- How to complete this task: Among the entries below, take the line with "In this exercise you will tag the glass" and the line with "In this exercise you will tag the reflection", and output them and every line between them exactly, with nothing else.

┄┄┄┄┄┄

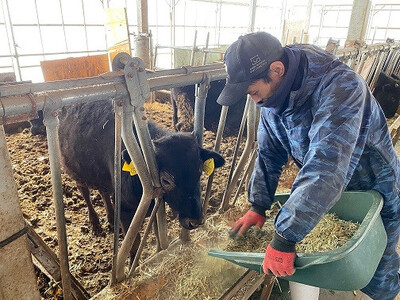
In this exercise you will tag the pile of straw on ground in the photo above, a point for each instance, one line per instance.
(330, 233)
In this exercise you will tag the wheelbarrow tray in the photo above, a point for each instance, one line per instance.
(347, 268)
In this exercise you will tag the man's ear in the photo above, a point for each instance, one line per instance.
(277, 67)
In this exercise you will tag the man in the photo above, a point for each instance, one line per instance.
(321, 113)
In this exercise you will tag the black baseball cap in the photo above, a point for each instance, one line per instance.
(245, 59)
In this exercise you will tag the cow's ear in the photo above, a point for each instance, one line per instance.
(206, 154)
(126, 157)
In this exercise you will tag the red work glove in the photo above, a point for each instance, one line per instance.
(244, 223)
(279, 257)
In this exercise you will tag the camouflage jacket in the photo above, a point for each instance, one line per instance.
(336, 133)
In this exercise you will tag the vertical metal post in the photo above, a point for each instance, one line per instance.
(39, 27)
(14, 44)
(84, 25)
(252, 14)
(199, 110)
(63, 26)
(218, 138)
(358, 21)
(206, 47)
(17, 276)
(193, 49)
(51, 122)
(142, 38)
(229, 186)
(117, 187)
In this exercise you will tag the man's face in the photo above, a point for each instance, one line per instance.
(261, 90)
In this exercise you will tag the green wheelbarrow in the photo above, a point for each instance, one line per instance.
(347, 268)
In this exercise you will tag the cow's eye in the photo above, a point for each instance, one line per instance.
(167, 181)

┄┄┄┄┄┄

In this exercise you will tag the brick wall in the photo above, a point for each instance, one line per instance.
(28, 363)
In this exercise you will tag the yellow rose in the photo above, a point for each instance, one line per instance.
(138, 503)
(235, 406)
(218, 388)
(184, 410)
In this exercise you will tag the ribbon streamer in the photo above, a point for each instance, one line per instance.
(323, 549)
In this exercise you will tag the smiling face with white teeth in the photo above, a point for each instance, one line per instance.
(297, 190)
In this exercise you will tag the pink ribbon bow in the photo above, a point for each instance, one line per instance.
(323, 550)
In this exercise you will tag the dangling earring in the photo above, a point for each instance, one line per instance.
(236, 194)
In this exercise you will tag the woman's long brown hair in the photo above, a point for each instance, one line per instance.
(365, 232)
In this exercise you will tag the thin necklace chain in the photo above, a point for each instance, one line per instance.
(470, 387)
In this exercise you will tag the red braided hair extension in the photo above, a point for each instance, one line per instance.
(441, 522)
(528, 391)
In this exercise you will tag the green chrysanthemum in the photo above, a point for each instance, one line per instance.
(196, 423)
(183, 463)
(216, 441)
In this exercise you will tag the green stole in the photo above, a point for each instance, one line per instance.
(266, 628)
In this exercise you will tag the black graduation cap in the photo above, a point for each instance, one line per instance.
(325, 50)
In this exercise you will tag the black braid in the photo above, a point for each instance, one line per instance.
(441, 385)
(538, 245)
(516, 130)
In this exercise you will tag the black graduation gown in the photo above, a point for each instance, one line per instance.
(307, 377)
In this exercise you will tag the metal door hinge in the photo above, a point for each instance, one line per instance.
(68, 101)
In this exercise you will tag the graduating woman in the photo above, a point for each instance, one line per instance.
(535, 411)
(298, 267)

┄┄┄┄┄┄

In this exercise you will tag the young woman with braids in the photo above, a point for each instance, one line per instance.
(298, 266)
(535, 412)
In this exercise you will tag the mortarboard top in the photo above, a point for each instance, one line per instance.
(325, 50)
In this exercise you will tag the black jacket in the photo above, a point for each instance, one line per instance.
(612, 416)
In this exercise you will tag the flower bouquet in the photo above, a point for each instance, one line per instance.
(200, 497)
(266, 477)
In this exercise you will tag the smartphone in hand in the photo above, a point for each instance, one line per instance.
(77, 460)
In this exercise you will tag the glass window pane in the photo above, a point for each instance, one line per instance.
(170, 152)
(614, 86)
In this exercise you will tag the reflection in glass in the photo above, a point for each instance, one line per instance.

┄┄┄┄┄┄

- Result below:
In this exercise you will tag the glass window pane in the photo above, a point for each instance, one line per instance.
(170, 152)
(614, 86)
In this exercise you will tag the reflection in glass in the photo above, a point for each instance, one line per instance.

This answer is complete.